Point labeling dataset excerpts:
────────────────

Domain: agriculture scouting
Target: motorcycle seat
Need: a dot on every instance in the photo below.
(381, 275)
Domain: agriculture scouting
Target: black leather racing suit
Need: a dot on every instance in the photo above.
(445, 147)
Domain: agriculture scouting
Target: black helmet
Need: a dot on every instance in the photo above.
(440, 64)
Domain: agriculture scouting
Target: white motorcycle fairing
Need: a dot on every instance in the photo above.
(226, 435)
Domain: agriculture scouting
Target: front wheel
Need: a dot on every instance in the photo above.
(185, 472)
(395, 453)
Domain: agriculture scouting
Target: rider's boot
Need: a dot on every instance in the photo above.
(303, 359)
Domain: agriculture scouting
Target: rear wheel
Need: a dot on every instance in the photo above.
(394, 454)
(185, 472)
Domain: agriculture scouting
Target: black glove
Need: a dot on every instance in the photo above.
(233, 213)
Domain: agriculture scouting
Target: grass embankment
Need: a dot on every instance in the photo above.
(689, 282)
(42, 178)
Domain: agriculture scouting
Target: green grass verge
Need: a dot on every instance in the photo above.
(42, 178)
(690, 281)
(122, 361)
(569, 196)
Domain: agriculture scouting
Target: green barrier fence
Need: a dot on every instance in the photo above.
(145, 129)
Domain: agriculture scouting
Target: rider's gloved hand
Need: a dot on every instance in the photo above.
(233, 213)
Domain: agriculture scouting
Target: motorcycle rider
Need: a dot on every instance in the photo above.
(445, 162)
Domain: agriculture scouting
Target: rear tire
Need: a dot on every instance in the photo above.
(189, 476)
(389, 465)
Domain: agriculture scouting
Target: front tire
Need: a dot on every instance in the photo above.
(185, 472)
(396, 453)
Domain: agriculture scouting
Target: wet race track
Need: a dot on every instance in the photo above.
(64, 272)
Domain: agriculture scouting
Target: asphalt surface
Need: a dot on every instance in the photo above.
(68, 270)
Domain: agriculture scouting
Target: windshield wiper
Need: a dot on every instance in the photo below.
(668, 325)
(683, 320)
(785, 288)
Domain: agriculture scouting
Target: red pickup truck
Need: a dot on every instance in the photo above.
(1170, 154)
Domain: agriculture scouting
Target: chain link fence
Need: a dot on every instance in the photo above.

────────────────

Find each line in the rows above that contains the word "motorcycle" and copy those lines out.

**Task solution**
Target: motorcycle seat
Target: white motorcycle fairing
Target: motorcycle rider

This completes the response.